- [Tasks to perform]:
A - In the mailing list thread, which Xeon line does DDIO support?
B - Write out the passage of the mailing list thread starting with "by Jiang Liu" and going on through "IOAT device hotplug.".

On Fri, May 18, 2012 4:31 PM, Jiang Liu <[email protected]> wrote:
>
>On 05/18/2012 10:10 PM, Sosnowski, Maciej wrote:
>> On Thu, May 07, May 10, 2012 3:59 AM, Jiang Liu <[email protected]> wrote:
>>>
>>> Hi Maciej,
>>> I feel we may also need to tune the multiple IOH support in DCA.
>>> Multiple IOH support is disabled for CB3.0 devices, how about CB3.1
>devices
>>> in Ivrbridge or SandyBridge? Does the hardware limitation still exist? Or
>>> could we support multiple IOHs with IvyBridge and SandyBridge?
>>> If multiple IOH is supported, I think we should move the logic to
>>> disable multiple IOH support for CB3.0 from DCA core into ioatdma. I have
>>> also prepared two patches for that two.
>>> Thanks!
>>>
>>
>> At this point I do not think we would need to tune multiple IOH for DCA.
>> The limitation you mention applies only to CB3.0. I do not think DCA is
>supported
>> with Sandy Bridge / Ivy Bridge regardless of multi-IOH case but let me
>confirm it
>> yet.
>It seems that Intel introduces DDIO technology for IvyBridge. Does it replace
>DCA
>technology on new platforms?
>Thanks!

Yes, in general DDIO is used instead of DCA on new platforms.
Note however that DDIO is supported in Xeon E5 only, not in Xeon E3.

Thanks,
Maciej

2012-05-24 01:25:14

by Jiang Liu (Gerry)

[permalink] [raw]
Subject: Re: [RESEND,PATCH] DCA, x86: fix invalid memory access in DCA core

Hi Maciej,
Thanks for your help. Could you also help to review the IOAT
hotplug patch at http://www.spinics.net/lists/linux-pci/msg15287.html?
It's to support Intel IOAT device hotplug.
Thanks!
On 2012-5-23 23:11, Sosnowski, Maciej wrote:
> On Fri, May 18, 2012 4:31 PM, Jiang Liu<[email protected]> wrote:
>>
>> On 05/18/2012 10:10 PM, Sosnowski, Maciej wrote:
>>> On Thu, May 07, May 10, 2012 3:59 AM, Jiang Liu<[email protected]> wrote:
>>>>
>>>> Hi Maciej,
>>>> I feel we may also need to tune the multiple IOH support in DCA.

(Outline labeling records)

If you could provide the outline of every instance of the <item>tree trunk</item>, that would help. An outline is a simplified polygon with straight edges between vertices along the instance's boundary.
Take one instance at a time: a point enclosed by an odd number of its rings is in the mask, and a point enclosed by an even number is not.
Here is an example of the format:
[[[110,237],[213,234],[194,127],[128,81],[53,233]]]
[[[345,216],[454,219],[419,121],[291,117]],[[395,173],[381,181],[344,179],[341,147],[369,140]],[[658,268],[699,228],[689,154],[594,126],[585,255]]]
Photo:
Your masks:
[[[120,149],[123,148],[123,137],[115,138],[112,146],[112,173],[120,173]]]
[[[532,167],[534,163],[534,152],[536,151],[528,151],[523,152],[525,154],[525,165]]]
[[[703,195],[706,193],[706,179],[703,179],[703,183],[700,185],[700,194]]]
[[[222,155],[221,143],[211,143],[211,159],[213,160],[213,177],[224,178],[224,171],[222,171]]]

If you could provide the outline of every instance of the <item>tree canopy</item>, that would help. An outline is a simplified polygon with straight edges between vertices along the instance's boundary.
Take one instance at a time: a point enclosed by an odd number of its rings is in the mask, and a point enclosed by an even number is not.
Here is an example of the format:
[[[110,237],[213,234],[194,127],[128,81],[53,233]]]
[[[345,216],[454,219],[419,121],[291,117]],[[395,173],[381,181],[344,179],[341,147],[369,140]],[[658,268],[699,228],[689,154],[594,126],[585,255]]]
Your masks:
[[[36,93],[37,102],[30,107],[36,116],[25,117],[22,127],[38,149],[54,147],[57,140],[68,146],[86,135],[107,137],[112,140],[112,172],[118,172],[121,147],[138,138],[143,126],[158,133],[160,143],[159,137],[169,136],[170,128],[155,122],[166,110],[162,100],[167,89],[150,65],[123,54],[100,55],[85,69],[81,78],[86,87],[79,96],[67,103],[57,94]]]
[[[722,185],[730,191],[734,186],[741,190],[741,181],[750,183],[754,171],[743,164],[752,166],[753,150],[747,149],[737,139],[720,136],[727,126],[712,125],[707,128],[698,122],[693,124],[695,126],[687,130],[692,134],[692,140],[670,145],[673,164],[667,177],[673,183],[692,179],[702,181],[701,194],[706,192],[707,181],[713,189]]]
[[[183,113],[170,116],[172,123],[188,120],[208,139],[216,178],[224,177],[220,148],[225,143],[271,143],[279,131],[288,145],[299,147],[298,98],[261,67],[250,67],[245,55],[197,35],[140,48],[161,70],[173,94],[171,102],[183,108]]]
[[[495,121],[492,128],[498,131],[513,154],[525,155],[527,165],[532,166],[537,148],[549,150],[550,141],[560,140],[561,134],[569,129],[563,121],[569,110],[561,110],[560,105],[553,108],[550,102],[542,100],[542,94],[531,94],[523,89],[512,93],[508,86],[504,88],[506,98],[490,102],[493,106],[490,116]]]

- [Worked answers]:
A - Xeon E5 only, not Xeon E3.

B -
by Jiang Liu (Gerry)

[permalink] [raw]
Subject: Re: [RESEND,PATCH] DCA, x86: fix invalid memory access in DCA core

Hi Maciej,
Thanks for your help. Could you also help to review the IOAT
hotplug patch at http://www.spinics.net/lists/linux-pci/msg15287.html?
It's to support Intel IOAT device hotplug.